-- START Provided passage --
Re: [PATCH v9 04/13] task_isolation: add initial support

Frederic Weisbecker <fweisbec@xxxxxxxxx> · Tue, 19 Jan 2016 16:42:16 +0100

On Mon, Jan 04, 2016 at 02:34:42PM -0500, Chris Metcalf wrote:
> diff --git a/kernel/isolation.c b/kernel/isolation.c
> new file mode 100644
> index 000000000000..68a9f7457bc0
> --- /dev/null
> +++ b/kernel/isolation.c
> @@ -0,0 +1,105 @@
> +/*
> + *  linux/kernel/isolation.c
> + *
> + *  Implementation for task isolation.
> + *
> + *  Distributed under GPLv2.
> + */
> +
> +#include <linux/mm.h>
> +#include <linux/swap.h>
> +#include <linux/vmstat.h>
> +#include <linux/isolation.h>
> +#include <linux/syscalls.h>
> +#include "time/tick-sched.h"
> +
> +cpumask_var_t task_isolation_map;
> +
> +/*
> + * Isolation requires both nohz and isolcpus support from the scheduler.
> + * We provide a boot flag that enables both for now, and which we can
> + * add other functionality to over time if needed.  Note that just
> + * specifying "nohz_full=... isolcpus=..." does not enable task isolation.
> + */
> +static int __init task_isolation_setup(char *str)
> +{
> +	alloc_bootmem_cpumask_var(&task_isolation_map);
> +	if (cpulist_parse(str, task_isolation_map) < 0) {
> +		pr_warn("task_isolation: Incorrect cpumask '%s'\n", str);
> +		return 1;
> +	}
> +
> +	alloc_bootmem_cpumask_var(&cpu_isolated_map);
> +	cpumask_copy(cpu_isolated_map, task_isolation_map);
> +
> +	alloc_bootmem_cpumask_var(&tick_nohz_full_mask);
> +	cpumask_copy(tick_nohz_full_mask, task_isolation_map);
> +	tick_nohz_full_running = true;

How about calling tick_nohz_full_setup() instead? I'd rather prefer
that nohz full implementation details stay in tick-sched.c

Also what happens if nohz_full= is given as well as task_isolation= ?
Don't we risk a memory leak and maybe breaking the fact that
(nohz_full & task_isolation != task_isolation) which is really a requirement?
-- END Provided passage --
-- START Information given --
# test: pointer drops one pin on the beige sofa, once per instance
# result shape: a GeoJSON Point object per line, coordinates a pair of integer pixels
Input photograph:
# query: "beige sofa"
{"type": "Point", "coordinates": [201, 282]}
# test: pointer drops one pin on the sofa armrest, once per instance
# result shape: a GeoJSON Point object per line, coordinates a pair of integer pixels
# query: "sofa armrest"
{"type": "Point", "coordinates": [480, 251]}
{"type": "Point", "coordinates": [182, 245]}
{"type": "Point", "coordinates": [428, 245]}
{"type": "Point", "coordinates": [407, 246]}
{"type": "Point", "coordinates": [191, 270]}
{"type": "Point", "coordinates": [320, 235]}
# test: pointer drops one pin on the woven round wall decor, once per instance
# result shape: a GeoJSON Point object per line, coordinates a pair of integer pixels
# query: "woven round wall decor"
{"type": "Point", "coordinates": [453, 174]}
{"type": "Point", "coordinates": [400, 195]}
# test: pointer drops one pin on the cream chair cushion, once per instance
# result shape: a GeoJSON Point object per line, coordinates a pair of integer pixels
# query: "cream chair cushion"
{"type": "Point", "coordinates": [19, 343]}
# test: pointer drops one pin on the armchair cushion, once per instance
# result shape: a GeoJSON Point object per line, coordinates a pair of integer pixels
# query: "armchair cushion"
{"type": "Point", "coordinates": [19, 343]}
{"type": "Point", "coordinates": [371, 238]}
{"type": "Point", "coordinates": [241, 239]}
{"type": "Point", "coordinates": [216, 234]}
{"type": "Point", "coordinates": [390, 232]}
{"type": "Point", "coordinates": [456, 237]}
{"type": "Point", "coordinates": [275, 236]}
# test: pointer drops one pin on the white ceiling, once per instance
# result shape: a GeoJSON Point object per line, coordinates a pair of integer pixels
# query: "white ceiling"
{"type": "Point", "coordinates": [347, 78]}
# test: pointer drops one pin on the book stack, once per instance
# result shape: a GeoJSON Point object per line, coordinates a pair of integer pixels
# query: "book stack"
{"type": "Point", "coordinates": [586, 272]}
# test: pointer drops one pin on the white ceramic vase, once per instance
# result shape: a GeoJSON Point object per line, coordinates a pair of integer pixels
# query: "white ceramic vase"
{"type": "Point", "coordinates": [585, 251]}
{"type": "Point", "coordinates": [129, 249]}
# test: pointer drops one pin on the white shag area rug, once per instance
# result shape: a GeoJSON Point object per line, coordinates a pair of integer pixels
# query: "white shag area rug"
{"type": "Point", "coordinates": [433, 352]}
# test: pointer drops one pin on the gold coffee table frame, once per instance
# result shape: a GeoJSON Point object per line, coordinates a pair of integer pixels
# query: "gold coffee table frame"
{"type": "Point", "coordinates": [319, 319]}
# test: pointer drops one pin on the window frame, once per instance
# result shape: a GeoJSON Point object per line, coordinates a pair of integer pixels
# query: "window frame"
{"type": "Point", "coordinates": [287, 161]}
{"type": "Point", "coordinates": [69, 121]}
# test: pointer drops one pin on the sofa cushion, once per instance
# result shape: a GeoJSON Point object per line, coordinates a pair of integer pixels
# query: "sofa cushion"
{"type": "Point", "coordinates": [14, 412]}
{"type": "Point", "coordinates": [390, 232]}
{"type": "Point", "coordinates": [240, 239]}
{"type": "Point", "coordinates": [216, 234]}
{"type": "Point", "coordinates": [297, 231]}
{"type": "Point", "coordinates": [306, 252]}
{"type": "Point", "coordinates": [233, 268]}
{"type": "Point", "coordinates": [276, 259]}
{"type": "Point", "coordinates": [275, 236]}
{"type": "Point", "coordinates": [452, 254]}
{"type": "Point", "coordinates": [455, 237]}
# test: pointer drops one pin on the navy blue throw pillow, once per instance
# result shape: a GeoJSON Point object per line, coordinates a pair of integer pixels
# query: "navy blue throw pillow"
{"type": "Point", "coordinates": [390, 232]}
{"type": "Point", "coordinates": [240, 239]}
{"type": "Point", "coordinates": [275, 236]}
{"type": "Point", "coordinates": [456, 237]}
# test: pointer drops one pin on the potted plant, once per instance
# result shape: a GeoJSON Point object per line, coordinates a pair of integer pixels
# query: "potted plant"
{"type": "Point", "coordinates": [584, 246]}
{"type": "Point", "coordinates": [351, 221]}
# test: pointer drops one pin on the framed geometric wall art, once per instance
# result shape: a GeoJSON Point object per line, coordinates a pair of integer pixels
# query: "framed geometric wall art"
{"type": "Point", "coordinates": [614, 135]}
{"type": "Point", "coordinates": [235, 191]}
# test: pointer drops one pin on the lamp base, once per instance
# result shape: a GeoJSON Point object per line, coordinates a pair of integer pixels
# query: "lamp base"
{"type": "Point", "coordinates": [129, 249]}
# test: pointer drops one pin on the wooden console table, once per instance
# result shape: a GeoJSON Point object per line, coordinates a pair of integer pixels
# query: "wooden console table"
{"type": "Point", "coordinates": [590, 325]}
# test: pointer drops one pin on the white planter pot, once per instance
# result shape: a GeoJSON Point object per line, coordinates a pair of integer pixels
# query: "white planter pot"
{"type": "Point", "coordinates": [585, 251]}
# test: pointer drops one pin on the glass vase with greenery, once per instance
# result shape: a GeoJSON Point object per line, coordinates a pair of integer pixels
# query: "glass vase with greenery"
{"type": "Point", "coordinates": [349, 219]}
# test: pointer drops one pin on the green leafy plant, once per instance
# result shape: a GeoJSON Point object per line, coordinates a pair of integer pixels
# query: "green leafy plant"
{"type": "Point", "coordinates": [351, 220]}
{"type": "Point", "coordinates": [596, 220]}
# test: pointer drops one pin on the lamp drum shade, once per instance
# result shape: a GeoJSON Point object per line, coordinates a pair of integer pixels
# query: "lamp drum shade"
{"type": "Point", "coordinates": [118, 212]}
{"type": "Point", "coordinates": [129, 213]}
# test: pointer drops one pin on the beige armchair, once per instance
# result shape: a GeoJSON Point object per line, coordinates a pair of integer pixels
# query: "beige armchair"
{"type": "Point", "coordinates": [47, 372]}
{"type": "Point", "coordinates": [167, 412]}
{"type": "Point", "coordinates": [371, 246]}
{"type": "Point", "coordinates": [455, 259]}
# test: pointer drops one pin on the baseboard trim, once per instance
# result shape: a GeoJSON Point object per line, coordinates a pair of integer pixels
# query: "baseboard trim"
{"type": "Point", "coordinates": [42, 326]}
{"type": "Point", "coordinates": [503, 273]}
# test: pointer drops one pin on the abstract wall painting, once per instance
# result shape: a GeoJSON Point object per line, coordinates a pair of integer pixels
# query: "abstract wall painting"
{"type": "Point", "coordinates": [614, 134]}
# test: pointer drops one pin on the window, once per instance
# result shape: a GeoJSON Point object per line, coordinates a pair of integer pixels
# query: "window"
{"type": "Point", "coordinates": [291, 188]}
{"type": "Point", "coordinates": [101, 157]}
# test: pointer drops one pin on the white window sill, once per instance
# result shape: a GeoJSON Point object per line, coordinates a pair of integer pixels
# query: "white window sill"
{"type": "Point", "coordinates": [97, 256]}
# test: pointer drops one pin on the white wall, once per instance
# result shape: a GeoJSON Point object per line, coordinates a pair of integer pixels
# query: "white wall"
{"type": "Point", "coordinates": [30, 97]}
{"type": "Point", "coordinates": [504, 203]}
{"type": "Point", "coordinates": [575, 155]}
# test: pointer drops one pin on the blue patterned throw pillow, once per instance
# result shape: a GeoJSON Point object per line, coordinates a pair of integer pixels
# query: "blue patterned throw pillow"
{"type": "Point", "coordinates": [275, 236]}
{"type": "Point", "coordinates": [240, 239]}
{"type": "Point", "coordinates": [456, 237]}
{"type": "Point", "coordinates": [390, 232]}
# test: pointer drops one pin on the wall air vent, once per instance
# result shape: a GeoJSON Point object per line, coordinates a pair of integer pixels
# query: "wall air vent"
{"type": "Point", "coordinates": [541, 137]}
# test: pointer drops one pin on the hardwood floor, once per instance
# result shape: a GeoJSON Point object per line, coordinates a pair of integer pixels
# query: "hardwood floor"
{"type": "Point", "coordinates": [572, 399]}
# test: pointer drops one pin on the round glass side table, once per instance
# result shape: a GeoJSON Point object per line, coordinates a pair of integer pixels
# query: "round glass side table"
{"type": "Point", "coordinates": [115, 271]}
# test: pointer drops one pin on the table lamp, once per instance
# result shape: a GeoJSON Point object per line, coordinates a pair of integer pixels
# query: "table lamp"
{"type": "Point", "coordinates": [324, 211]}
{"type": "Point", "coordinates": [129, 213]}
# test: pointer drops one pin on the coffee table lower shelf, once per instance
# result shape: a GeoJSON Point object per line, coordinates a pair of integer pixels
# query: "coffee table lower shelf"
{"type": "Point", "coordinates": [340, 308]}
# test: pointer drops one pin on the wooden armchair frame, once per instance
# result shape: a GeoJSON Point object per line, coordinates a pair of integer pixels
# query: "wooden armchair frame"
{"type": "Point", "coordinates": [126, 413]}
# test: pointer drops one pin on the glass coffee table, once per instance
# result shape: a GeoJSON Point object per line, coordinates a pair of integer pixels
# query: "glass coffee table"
-- END Information given --
■ Tasks and exercises
A: Reproduce the patch review from "Also what happens" up to and including "really a requirement?" word for word.
B: In the patch review, which file does the reviewer want nohz full implementation details to stay in?
You can leave the listing aside, since none of it is needed.

■ Responses to the tasks
A:
Also what happens if nohz_full= is given as well as task_isolation= ?
Don't we risk a memory leak and maybe breaking the fact that
(nohz_full & task_isolation != task_isolation) which is really a requirement?

B: tick-sched.c